■ **TASKS TO CARRY OUT**
[A] In the blog post about the Digital Storytelling class, what is the title of the piece the writer discusses?
[B] Carry on the blog post about the Digital Storytelling class, picking up after its last sentence.

■ **GIVEN PASSAGE**
________________________

School (EWU) started up again last week, and this post heralds the start of Digital
Storytelling, a class that already looks to be both interesting and pertinent
to today’s media requirements. I say this because it’s the second week in and I’ve
been dragged kicking and screaming to the computer in order to set up a twitter
account, as well as to brush off this lovely blog and start typing again. This
first post is the opening to using multiple digital mediums in order to tell
personal and historical stories.
In The
Value of Digital Storytelling for the Small Museum the author expounds on the
pros and cons of using digital media in a museum, and how taking digital media
classes has changed the way she works. An
easy read that gives the point of view of someone who actually has firsthand
experience with the changeover from typical historical mediums.

________________________

■ **DATASET EXTRACT**
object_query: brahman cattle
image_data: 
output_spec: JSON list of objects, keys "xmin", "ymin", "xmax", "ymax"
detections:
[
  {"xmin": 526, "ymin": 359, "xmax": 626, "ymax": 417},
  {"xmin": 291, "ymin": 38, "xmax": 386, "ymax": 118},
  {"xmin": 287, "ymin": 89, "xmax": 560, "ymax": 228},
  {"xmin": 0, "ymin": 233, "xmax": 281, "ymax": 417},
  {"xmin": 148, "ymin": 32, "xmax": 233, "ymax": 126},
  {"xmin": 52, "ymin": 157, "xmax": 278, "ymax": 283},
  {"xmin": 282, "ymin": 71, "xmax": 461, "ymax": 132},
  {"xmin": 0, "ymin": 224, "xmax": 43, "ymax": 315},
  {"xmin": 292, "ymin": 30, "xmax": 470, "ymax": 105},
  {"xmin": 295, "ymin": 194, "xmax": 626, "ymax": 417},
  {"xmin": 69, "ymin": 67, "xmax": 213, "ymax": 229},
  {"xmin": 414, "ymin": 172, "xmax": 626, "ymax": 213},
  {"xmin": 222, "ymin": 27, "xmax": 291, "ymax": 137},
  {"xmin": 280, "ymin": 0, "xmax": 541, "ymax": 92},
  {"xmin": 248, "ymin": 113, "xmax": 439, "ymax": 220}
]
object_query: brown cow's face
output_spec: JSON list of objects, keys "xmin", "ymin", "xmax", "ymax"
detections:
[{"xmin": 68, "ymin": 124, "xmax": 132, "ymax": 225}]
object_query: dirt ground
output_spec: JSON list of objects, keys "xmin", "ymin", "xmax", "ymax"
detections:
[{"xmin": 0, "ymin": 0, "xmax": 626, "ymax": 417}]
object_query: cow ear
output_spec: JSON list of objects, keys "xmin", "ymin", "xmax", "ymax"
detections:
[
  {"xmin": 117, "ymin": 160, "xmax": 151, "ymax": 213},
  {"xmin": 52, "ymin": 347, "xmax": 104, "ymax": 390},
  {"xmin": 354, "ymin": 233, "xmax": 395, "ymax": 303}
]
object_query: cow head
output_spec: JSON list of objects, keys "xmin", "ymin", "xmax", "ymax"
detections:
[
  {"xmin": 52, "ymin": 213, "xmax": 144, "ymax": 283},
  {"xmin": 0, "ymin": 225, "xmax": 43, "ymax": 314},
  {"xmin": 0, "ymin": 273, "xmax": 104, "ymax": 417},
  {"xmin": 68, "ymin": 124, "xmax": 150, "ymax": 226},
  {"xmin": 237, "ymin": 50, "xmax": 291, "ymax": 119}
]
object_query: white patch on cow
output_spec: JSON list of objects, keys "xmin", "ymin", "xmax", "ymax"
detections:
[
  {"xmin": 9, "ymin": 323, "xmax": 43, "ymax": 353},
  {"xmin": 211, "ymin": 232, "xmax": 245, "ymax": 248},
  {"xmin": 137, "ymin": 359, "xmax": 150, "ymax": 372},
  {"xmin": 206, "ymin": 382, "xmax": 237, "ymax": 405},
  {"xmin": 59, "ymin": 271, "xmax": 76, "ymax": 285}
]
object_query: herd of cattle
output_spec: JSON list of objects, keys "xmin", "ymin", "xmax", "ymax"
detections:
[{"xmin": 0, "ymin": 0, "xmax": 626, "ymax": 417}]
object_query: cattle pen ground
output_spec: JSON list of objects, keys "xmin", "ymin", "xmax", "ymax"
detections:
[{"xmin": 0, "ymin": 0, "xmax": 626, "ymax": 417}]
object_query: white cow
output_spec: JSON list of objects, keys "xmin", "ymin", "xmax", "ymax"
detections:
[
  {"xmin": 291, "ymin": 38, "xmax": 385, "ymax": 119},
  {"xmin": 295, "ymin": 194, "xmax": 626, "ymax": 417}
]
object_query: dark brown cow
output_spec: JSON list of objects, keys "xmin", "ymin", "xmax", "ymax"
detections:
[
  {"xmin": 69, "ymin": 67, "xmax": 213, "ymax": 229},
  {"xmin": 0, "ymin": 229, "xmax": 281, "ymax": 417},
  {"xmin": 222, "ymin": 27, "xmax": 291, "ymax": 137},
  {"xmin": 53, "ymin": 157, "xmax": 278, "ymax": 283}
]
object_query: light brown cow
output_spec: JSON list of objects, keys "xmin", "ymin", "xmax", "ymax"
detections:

________________________

■ **RESPONSES BY TASK**
[A] The Value of Digital Storytelling for the Small Museum

[B]
Stony Brook
University’s page on Digital Storytelling does a really good job on explaining
the subject and gives the seven elements of this technique. Easy to navigate and understand, this site
provides information on useful tools, copyright issues, and steps to create
your own digital story.
There are
many projects that use the Curatescape platform to tell their stories, and this
site gives a list of 18 various public projects. The Indy Historical, Raleigh
Historical and Northwest Pennsylvania links take you to websites that aren’t
active yet and provide no real information, though they do give you
opportunities to donate.
The two ‘must-see’
Digital Storytelling Projects from Mashable are Bear 71 and Welcome to Pine
Point. Bear 71 is an interactive website/documentary that allows the user to
see the interactions between man and nature. Interesting concept, but there
wasn’t a lot of guidance for the user and the background music/sounds got
annoying. Welcome to Pine Point introduces visitors to the no-longer-in-existence
town of Pine Point, and the people who lived there and still reminisce about
it. The format was innovative in a
yearbook kind of way, though sometimes the images would cover up the text. There were lots of pictures, videos and sounds
clips, though they would protrude over each other, and were a lot to take in.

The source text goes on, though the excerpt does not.